**Exercise aim:** Extract each line of the entries below that contains the string "blue". Match case.

-- Begin --

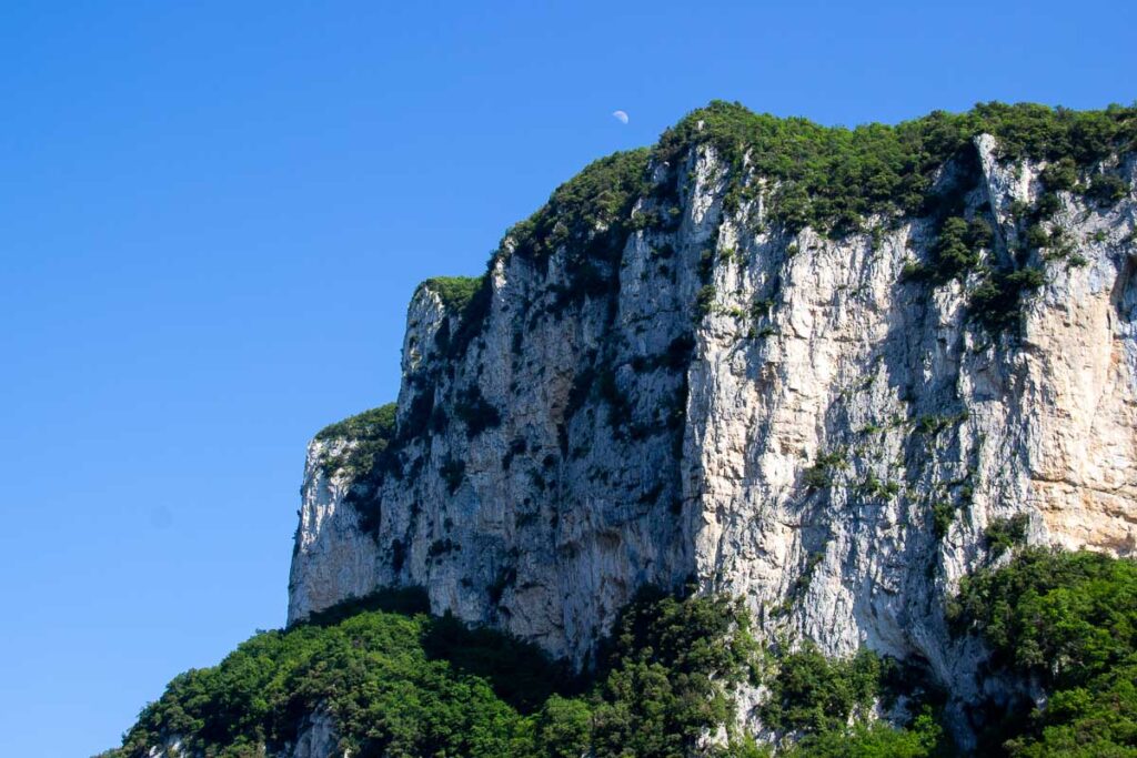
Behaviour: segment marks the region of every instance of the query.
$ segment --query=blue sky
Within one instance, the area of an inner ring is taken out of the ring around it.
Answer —
[[[713,98],[1130,103],[1134,28],[1121,0],[3,3],[0,755],[113,747],[283,622],[306,441],[395,398],[418,281],[480,273],[589,160]]]

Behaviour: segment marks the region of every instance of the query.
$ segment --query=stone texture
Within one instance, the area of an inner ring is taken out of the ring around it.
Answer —
[[[990,203],[994,255],[1006,256],[1012,203],[1037,197],[1040,166],[1001,164],[988,136],[976,147],[982,181],[968,202]],[[322,470],[350,441],[314,442],[289,619],[422,585],[435,611],[582,664],[637,588],[694,580],[744,597],[761,634],[914,657],[969,699],[982,650],[952,640],[941,610],[990,559],[989,524],[1024,514],[1034,543],[1137,548],[1132,193],[1111,208],[1061,193],[1054,223],[1086,265],[1046,261],[1021,335],[993,338],[968,320],[960,283],[902,281],[929,255],[928,222],[875,239],[755,231],[764,209],[724,210],[729,169],[714,151],[684,160],[681,223],[631,234],[604,272],[619,277],[614,299],[557,308],[567,251],[539,266],[507,240],[485,323],[449,361],[435,338],[459,315],[430,288],[415,293],[400,424],[423,393],[453,411],[475,386],[500,424],[470,436],[450,413],[416,436],[405,475],[367,495],[374,534],[343,503],[350,477]],[[1132,185],[1132,158],[1122,168]],[[705,250],[715,297],[700,318]],[[661,365],[687,334],[689,365]],[[590,372],[607,393],[594,381],[572,405]],[[613,397],[630,423],[611,423]],[[833,485],[811,489],[805,472],[825,453],[839,459]],[[935,502],[955,509],[941,539]]]

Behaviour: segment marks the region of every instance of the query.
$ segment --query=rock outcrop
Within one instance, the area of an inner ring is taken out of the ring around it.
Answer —
[[[592,206],[568,188],[463,297],[415,292],[381,452],[309,447],[289,620],[421,585],[586,665],[638,588],[691,582],[965,701],[982,651],[943,606],[993,528],[1137,549],[1137,160],[1078,165],[1109,202],[1054,163],[980,134],[932,174],[949,214],[837,232],[711,139],[590,167]],[[945,215],[991,234],[929,275]]]

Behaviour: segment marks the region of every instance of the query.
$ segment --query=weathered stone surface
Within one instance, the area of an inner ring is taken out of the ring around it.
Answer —
[[[1002,164],[988,136],[976,147],[966,202],[990,203],[1006,256],[1012,203],[1038,195],[1040,166]],[[1085,265],[1038,260],[1047,284],[1021,332],[991,335],[961,283],[902,277],[929,256],[929,222],[783,236],[758,201],[724,209],[713,149],[686,161],[681,223],[633,232],[601,272],[619,280],[609,292],[557,305],[567,252],[538,265],[507,240],[457,359],[438,333],[459,314],[415,293],[399,419],[423,428],[401,477],[364,493],[373,534],[343,502],[350,477],[322,470],[350,442],[309,448],[290,620],[415,584],[435,611],[582,663],[637,588],[692,580],[746,598],[760,633],[918,657],[966,699],[981,651],[947,634],[941,609],[990,559],[989,524],[1024,514],[1034,543],[1137,548],[1132,193],[1109,208],[1060,194],[1054,224]],[[1132,159],[1122,168],[1131,186]],[[669,364],[688,335],[689,363]],[[455,408],[473,388],[500,423],[471,435]],[[424,393],[445,427],[413,418]],[[825,455],[832,484],[807,486]],[[941,536],[937,502],[953,514]]]

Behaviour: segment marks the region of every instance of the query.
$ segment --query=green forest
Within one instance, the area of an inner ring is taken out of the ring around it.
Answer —
[[[989,675],[1022,688],[1018,700],[977,707],[979,755],[1137,755],[1137,563],[1024,549],[966,580],[945,613],[955,634],[987,642]],[[106,757],[147,756],[169,734],[209,758],[260,756],[316,710],[357,757],[771,755],[732,726],[742,684],[769,690],[757,715],[778,755],[958,753],[940,723],[947,693],[927,672],[869,650],[829,659],[808,643],[760,647],[725,597],[641,592],[574,675],[531,644],[431,616],[410,589],[259,633],[177,676]],[[1030,684],[1045,703],[1027,697]],[[906,723],[873,718],[898,697],[911,703]]]

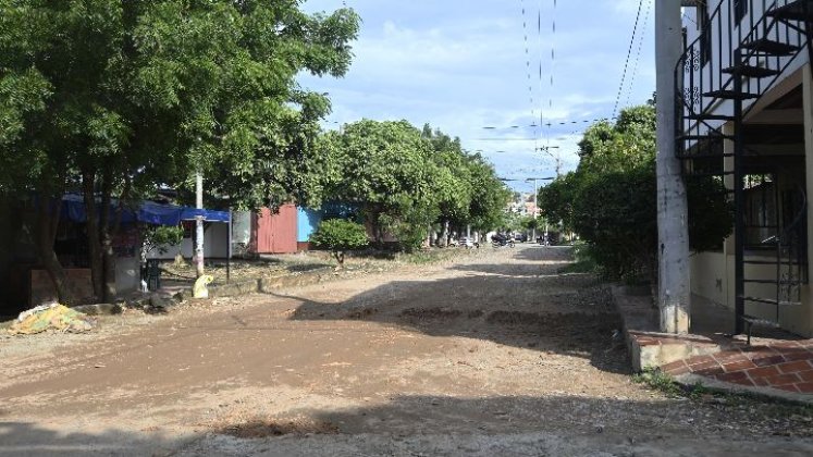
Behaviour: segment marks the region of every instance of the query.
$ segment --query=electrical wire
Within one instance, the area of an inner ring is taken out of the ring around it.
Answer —
[[[636,52],[636,62],[632,65],[632,75],[629,78],[627,98],[624,103],[625,107],[629,107],[630,99],[632,98],[632,87],[635,86],[636,76],[638,76],[638,63],[641,60],[641,49],[643,48],[643,37],[646,35],[646,24],[649,24],[651,11],[652,11],[652,0],[646,0],[646,10],[643,14],[643,25],[641,26],[641,33],[639,34],[639,37],[638,37],[638,51]]]
[[[632,36],[629,38],[629,47],[627,48],[627,60],[624,62],[624,72],[621,73],[621,82],[618,84],[618,94],[615,96],[615,106],[613,107],[613,116],[618,112],[618,103],[621,100],[621,92],[624,91],[624,83],[627,79],[627,69],[629,67],[629,57],[632,54],[632,45],[636,42],[636,36],[638,34],[638,23],[641,18],[641,9],[643,7],[643,0],[638,1],[638,13],[636,13],[636,23],[632,26]]]

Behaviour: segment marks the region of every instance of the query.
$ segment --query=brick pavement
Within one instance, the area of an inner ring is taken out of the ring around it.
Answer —
[[[765,339],[730,347],[705,356],[694,356],[661,369],[673,376],[697,374],[744,386],[776,388],[813,395],[813,339]]]

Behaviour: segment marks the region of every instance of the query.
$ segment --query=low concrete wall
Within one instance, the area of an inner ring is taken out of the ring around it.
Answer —
[[[651,295],[619,285],[612,286],[611,291],[613,304],[621,317],[633,371],[719,350],[719,346],[705,336],[660,333],[658,311]]]

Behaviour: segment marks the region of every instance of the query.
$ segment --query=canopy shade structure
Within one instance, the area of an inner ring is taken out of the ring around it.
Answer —
[[[113,208],[111,208],[111,211],[118,211],[118,201],[113,201],[112,205]],[[77,194],[65,194],[62,197],[62,215],[73,222],[86,222],[87,214],[85,213],[85,201],[83,197]],[[207,222],[229,223],[231,220],[229,211],[215,211],[210,209],[158,203],[155,201],[143,201],[137,208],[123,208],[121,222],[177,225],[181,221],[194,221],[198,215],[202,217]]]

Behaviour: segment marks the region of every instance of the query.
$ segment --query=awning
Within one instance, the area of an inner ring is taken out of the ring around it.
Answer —
[[[118,201],[111,203],[111,213],[119,211]],[[65,194],[62,197],[62,215],[73,222],[86,222],[85,201],[81,195]],[[181,221],[194,221],[201,215],[207,222],[229,222],[229,211],[215,211],[180,207],[176,205],[143,201],[137,209],[124,208],[121,213],[122,223],[143,222],[153,225],[178,225]],[[118,218],[115,214],[113,218]]]

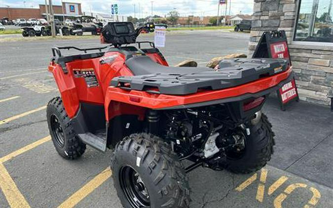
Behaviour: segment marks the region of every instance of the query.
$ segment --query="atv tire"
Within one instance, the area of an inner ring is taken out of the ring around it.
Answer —
[[[28,37],[29,36],[29,34],[28,33],[28,31],[22,31],[22,36],[23,37]]]
[[[86,145],[74,132],[60,98],[55,97],[48,103],[46,116],[50,135],[59,154],[69,160],[75,159],[82,155]]]
[[[260,170],[270,160],[273,153],[274,134],[267,116],[262,113],[259,122],[250,124],[248,128],[251,133],[245,136],[245,149],[242,156],[235,159],[227,154],[227,169],[234,173],[249,173]]]
[[[28,33],[31,37],[34,37],[36,35],[36,32],[34,30],[30,30]]]
[[[125,208],[189,207],[183,166],[170,145],[157,137],[140,133],[125,137],[116,145],[111,169]]]

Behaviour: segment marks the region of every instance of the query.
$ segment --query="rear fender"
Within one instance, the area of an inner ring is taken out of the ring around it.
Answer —
[[[79,101],[73,76],[71,73],[65,74],[58,64],[51,63],[48,70],[52,73],[68,116],[73,118],[79,106]]]
[[[245,121],[248,121],[253,118],[254,115],[257,112],[260,111],[262,108],[268,95],[259,97],[253,97],[241,101],[227,103],[225,104],[229,113],[235,123],[243,123]],[[262,101],[255,107],[251,109],[244,110],[244,105],[250,102],[253,102],[256,99],[263,98]]]

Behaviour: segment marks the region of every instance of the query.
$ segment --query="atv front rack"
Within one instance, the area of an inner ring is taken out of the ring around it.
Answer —
[[[156,73],[118,76],[111,85],[150,93],[185,95],[201,90],[220,90],[235,87],[286,71],[289,62],[284,59],[234,59],[224,60],[217,70],[207,68],[192,73]],[[193,71],[194,69],[193,69]]]

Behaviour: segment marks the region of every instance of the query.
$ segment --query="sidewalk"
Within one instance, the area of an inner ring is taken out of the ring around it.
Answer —
[[[269,165],[333,188],[333,112],[329,106],[294,102],[280,110],[276,97],[263,111],[275,133]]]

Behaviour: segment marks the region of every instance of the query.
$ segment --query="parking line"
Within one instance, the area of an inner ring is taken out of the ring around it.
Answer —
[[[288,179],[288,177],[285,176],[282,176],[279,178],[278,180],[274,182],[271,186],[268,188],[268,195],[271,195],[281,185]]]
[[[21,149],[18,149],[17,150],[0,158],[0,164],[3,163],[6,161],[10,160],[13,157],[16,157],[17,155],[33,149],[37,146],[38,146],[43,143],[46,142],[46,141],[48,141],[50,140],[51,140],[51,137],[50,136],[48,136],[47,137],[44,137],[44,138],[36,141],[35,142],[32,143],[30,144],[28,144],[27,146],[21,148]]]
[[[2,120],[2,121],[0,121],[0,125],[5,124],[6,123],[8,123],[9,122],[10,122],[11,121],[13,121],[15,119],[17,119],[18,118],[22,118],[22,117],[24,117],[26,115],[31,114],[32,113],[33,113],[35,112],[37,112],[38,111],[43,110],[44,109],[45,109],[46,108],[46,105],[44,105],[40,107],[38,107],[37,108],[35,109],[34,110],[29,110],[29,111],[25,112],[24,113],[19,114],[18,115],[14,115],[14,116],[10,117],[9,118],[7,118],[5,119]]]
[[[1,71],[0,73],[17,73],[17,72],[22,72],[23,71],[38,71],[39,70],[46,70],[47,69],[46,67],[41,67],[40,68],[36,68],[36,69],[21,69],[17,70],[7,70],[7,71]]]
[[[111,174],[112,172],[110,168],[108,167],[70,196],[60,205],[58,208],[70,208],[74,207],[110,178]]]
[[[5,99],[0,100],[0,103],[4,102],[5,101],[10,101],[11,100],[16,99],[16,98],[19,98],[20,96],[14,96],[11,98],[6,98]]]
[[[0,163],[0,188],[11,208],[30,208],[3,165]]]
[[[9,79],[10,78],[16,77],[17,76],[24,76],[24,75],[26,75],[34,74],[35,74],[35,73],[43,73],[43,72],[47,72],[47,70],[43,70],[43,71],[36,71],[36,72],[31,72],[31,73],[22,73],[21,74],[13,75],[12,76],[5,76],[4,77],[0,77],[0,80],[2,80],[2,79]]]

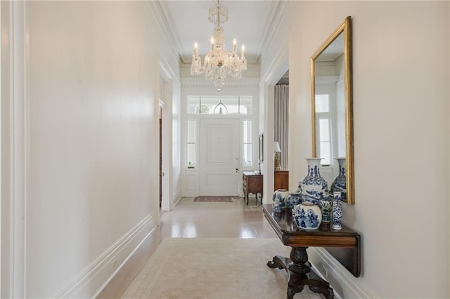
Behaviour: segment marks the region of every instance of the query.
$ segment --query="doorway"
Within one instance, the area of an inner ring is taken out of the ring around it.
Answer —
[[[201,119],[200,133],[200,195],[237,196],[239,119]]]

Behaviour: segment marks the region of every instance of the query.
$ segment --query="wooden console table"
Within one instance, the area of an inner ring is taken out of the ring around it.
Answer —
[[[244,191],[244,201],[247,197],[248,204],[248,194],[253,193],[258,199],[258,193],[261,194],[259,199],[262,204],[262,175],[255,174],[254,171],[244,171],[242,175],[242,185]]]
[[[333,230],[329,223],[321,223],[318,230],[302,230],[292,222],[290,210],[274,212],[271,204],[264,204],[262,211],[283,244],[292,247],[290,258],[275,255],[267,263],[271,268],[284,269],[288,272],[288,299],[292,299],[304,286],[309,286],[311,291],[323,294],[327,299],[334,298],[330,284],[311,269],[307,253],[310,246],[342,249],[330,253],[353,275],[359,277],[360,236],[357,232],[344,225],[340,230]]]

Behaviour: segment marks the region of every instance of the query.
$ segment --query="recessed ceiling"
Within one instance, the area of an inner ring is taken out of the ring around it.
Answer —
[[[208,20],[208,11],[217,1],[165,1],[166,14],[172,22],[183,62],[191,63],[194,43],[198,44],[202,58],[210,48],[214,24]],[[249,63],[257,62],[267,38],[268,28],[274,18],[274,11],[279,1],[221,1],[228,8],[229,20],[222,26],[225,31],[226,47],[231,51],[233,39],[238,41],[238,52],[245,45],[245,57]]]

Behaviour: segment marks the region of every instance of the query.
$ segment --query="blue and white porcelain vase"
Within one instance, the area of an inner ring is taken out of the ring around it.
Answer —
[[[331,221],[331,212],[333,210],[333,201],[327,195],[319,201],[321,211],[322,211],[322,222],[329,222]]]
[[[300,204],[302,199],[299,192],[292,192],[289,194],[287,199],[286,206],[288,208],[293,208],[297,204]]]
[[[286,201],[288,195],[289,191],[285,189],[278,189],[274,192],[272,201],[274,212],[281,212],[282,209],[286,207]]]
[[[334,230],[342,228],[342,204],[340,202],[340,192],[334,192],[333,193],[333,226]]]
[[[335,178],[331,186],[330,187],[330,191],[333,193],[334,192],[341,192],[341,199],[344,201],[347,200],[347,177],[345,176],[345,171],[347,168],[346,161],[344,158],[335,158],[338,160],[339,164],[339,174]]]
[[[322,221],[321,208],[310,201],[304,201],[292,209],[295,224],[301,230],[317,230]]]
[[[321,176],[320,164],[322,158],[306,158],[308,174],[302,179],[300,186],[302,201],[310,201],[319,205],[319,201],[326,196],[328,185]]]

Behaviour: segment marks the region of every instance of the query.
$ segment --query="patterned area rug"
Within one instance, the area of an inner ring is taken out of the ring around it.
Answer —
[[[284,270],[266,265],[289,256],[278,239],[165,239],[122,298],[285,299]],[[295,298],[320,298],[307,287]]]
[[[232,197],[197,197],[194,201],[199,202],[231,202]]]

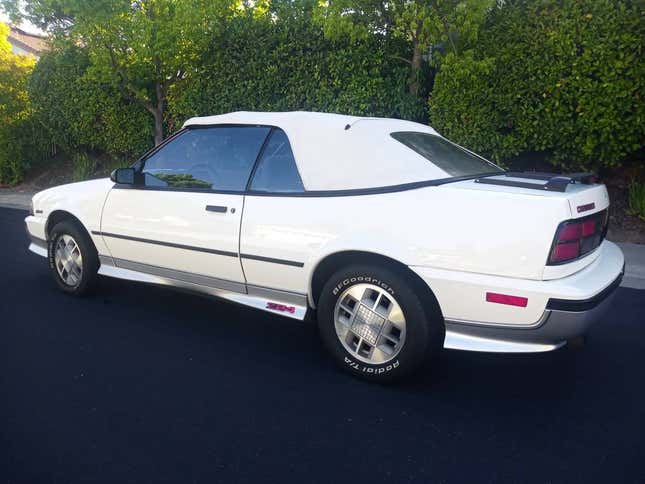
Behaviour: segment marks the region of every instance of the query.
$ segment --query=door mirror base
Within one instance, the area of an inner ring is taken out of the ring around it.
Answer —
[[[134,168],[117,168],[110,174],[110,180],[119,185],[134,185]]]

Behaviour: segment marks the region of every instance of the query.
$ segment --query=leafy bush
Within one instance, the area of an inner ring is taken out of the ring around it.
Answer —
[[[40,136],[27,93],[35,61],[11,52],[8,31],[0,23],[0,183],[16,184],[50,146]]]
[[[96,160],[85,153],[75,154],[72,161],[74,162],[74,181],[87,180],[96,171]]]
[[[632,180],[627,192],[629,214],[645,221],[645,183]]]
[[[140,154],[152,145],[150,115],[121,98],[109,78],[88,75],[88,53],[59,46],[40,59],[29,95],[48,136],[68,152]]]
[[[176,127],[194,115],[237,110],[313,110],[423,119],[407,90],[400,45],[374,37],[326,40],[306,16],[241,16],[210,40],[198,69],[171,91]]]
[[[497,161],[616,166],[645,139],[644,36],[638,2],[499,2],[477,47],[444,59],[431,124]]]

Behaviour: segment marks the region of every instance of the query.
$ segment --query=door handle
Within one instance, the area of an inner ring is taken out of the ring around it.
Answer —
[[[228,208],[222,207],[221,205],[206,205],[207,212],[226,213],[226,210],[228,210]]]

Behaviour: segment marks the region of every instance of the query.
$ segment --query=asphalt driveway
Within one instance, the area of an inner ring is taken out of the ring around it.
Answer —
[[[645,291],[587,346],[449,352],[383,387],[315,328],[102,279],[73,299],[0,209],[0,482],[645,482]]]

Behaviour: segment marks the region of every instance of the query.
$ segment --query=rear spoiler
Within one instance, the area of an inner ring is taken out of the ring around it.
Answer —
[[[484,185],[501,185],[506,187],[530,188],[531,190],[546,190],[549,192],[566,192],[569,185],[580,183],[592,185],[598,182],[598,177],[593,173],[571,173],[559,175],[557,173],[540,173],[537,171],[504,173],[507,178],[524,178],[528,180],[543,180],[546,183],[531,183],[519,180],[506,180],[504,178],[477,178],[475,183]]]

-- End --

**Answer for this exercise:**
$ segment --query=blue sky
$ segment --query="blue and white porcelain vase"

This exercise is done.